# Supplied data start
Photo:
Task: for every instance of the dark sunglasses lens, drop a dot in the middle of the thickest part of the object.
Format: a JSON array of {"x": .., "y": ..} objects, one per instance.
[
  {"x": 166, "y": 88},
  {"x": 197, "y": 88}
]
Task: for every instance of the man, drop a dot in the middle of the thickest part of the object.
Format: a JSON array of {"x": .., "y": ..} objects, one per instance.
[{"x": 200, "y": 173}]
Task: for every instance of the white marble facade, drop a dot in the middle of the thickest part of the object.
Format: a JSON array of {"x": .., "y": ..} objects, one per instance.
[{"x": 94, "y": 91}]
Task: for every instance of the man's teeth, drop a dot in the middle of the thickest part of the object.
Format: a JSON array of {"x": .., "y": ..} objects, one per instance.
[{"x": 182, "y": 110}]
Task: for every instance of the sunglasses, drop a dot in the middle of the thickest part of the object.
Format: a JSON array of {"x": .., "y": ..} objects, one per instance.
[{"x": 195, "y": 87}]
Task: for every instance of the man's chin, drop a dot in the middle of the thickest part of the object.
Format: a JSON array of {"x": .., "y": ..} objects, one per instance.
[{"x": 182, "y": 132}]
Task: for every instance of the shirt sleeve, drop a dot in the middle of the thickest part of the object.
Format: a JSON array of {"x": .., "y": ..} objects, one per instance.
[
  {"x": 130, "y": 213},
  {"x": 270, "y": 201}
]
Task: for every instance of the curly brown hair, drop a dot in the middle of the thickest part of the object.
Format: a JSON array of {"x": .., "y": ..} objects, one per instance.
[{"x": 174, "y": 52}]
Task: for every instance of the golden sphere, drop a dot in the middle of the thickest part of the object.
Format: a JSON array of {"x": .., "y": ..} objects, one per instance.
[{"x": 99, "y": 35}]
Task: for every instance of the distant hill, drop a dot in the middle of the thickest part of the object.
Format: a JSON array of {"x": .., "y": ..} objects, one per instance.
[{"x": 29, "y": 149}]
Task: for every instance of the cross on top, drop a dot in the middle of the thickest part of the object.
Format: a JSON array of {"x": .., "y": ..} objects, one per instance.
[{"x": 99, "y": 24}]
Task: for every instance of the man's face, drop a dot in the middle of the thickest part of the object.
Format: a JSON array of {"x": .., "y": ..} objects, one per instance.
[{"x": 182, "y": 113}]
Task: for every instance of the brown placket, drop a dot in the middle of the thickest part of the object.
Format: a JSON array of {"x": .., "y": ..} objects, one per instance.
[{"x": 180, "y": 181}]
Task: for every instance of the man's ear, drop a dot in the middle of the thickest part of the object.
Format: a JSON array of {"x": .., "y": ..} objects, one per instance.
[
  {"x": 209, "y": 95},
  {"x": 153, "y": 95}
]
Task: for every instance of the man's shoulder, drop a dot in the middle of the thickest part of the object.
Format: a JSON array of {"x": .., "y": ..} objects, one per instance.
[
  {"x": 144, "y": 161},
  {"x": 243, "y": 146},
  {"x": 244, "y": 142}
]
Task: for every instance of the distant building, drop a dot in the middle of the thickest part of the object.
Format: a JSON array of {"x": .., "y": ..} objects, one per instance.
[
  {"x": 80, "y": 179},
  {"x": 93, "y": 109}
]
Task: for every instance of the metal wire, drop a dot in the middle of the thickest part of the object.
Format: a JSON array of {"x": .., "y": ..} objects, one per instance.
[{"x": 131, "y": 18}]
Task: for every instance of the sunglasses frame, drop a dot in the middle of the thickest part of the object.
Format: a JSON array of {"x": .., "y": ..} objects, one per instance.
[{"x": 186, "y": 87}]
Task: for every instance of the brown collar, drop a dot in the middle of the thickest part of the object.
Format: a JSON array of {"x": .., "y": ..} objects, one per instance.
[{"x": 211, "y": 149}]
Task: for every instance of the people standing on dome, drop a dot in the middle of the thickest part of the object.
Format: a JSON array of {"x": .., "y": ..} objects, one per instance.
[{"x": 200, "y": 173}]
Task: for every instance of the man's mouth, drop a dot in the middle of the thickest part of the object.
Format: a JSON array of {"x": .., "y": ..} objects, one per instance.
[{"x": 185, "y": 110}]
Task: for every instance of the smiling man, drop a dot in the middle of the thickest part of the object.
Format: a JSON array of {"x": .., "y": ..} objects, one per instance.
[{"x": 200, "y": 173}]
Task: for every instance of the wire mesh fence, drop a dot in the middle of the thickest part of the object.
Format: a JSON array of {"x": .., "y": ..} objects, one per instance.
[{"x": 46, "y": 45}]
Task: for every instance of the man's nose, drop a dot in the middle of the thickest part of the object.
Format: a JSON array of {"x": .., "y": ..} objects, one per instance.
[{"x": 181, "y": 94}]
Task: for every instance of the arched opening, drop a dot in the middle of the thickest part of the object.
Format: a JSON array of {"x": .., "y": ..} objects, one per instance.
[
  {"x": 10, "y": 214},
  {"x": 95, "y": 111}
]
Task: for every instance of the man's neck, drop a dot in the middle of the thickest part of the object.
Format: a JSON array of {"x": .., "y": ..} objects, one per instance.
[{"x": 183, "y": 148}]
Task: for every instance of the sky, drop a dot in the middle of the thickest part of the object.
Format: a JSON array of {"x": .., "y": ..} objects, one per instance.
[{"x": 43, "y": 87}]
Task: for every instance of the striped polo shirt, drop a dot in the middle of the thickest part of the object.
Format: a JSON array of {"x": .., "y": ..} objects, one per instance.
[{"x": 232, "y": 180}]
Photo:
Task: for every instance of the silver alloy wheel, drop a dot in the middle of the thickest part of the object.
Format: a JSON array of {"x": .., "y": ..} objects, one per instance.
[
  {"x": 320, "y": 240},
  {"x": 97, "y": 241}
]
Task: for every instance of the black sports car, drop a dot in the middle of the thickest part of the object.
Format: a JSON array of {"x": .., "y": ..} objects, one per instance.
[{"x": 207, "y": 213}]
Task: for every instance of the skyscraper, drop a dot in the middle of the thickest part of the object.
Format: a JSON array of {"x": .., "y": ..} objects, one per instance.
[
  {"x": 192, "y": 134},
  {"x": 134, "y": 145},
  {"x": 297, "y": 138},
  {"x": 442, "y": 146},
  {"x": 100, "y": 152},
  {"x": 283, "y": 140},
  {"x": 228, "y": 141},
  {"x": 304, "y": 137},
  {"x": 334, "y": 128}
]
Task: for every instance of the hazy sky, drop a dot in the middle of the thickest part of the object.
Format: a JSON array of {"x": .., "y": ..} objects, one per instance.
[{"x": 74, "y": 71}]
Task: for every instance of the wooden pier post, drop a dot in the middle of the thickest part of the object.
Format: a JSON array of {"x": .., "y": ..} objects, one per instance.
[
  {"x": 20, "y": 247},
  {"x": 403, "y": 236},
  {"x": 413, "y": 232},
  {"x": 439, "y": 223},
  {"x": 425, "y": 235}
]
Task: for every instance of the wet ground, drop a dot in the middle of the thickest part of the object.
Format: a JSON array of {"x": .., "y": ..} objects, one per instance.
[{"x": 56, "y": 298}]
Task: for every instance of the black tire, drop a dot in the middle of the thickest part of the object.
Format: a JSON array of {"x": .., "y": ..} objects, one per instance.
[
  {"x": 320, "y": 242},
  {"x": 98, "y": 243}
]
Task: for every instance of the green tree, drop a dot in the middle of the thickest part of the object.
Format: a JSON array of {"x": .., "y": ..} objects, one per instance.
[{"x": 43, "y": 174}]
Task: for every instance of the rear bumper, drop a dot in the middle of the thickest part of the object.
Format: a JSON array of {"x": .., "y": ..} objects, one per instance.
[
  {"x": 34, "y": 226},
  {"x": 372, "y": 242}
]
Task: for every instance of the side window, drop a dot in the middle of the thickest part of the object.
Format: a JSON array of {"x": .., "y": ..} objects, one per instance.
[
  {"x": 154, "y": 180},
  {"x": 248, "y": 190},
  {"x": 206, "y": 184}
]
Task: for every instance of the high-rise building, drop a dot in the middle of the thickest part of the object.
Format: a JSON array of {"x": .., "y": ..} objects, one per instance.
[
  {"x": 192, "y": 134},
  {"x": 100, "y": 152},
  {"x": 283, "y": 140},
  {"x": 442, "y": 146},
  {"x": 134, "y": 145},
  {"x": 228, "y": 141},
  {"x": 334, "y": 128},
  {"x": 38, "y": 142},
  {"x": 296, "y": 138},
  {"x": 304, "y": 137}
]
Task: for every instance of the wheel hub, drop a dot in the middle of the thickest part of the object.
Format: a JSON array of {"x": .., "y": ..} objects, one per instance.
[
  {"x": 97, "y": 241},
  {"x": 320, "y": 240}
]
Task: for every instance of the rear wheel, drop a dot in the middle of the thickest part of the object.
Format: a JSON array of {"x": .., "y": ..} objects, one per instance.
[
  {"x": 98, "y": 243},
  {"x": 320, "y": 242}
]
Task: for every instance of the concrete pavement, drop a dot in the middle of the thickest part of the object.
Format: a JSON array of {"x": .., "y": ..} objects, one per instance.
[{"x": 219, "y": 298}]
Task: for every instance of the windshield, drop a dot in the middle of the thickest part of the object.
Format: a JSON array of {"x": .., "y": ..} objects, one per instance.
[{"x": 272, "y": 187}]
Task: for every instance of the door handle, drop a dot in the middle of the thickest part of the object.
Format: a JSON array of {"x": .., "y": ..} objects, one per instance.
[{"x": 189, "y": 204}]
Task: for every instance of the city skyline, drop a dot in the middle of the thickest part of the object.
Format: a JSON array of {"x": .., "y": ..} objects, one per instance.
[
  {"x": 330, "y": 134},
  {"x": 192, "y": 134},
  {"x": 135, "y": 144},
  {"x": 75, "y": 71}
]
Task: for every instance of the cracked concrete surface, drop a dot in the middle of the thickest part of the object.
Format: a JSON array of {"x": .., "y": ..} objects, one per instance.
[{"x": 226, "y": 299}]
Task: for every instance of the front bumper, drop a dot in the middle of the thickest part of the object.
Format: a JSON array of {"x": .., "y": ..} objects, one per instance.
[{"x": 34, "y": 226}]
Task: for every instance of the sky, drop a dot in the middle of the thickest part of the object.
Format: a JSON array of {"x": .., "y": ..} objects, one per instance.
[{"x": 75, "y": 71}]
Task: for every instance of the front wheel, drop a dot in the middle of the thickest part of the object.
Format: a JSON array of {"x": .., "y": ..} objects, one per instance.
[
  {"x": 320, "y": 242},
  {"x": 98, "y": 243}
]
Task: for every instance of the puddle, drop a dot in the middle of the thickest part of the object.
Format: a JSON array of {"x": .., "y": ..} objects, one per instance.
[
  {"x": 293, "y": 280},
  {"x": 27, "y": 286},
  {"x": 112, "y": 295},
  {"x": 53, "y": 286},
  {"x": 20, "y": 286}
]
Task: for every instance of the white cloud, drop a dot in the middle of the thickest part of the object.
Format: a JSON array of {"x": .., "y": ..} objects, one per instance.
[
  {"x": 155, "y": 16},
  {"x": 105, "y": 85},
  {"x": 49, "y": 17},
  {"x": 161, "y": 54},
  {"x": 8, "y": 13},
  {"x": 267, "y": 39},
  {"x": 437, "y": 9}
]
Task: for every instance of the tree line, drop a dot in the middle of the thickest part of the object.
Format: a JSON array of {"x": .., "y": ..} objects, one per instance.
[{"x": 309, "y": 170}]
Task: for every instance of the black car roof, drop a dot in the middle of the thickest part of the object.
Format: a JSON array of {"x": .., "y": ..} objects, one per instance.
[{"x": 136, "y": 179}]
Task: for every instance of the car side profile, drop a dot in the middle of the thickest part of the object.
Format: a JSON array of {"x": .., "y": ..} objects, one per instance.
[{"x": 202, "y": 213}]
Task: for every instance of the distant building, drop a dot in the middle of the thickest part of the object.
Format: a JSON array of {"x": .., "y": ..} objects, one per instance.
# Supplied data end
**Given problem**: Repeat the line containing "Task: for every instance of the tree" and all subsequent lines through the final line of the data, exactly and with no others.

**Exercise output**:
Task: for every instance of the tree line, drop a dot in the middle of the thickest part of the object.
Format: a JSON array of {"x": .., "y": ..} objects, one per instance.
[{"x": 309, "y": 170}]
Task: for every instance of the black car roof, drop a dot in the middle of the thickest part of the object.
Format: a JSON array of {"x": .., "y": ..} objects, one per instance.
[{"x": 136, "y": 179}]
Task: for every instance of the car side profile, drop a dot in the middle of the thickest part of the object.
Format: a JSON array of {"x": .., "y": ..} objects, one per instance.
[{"x": 202, "y": 213}]
Task: for every instance of the distant building, drop a dot in the middle of the thickest part of the object.
Format: a JSON array of {"x": .., "y": ..} objects, one per instance.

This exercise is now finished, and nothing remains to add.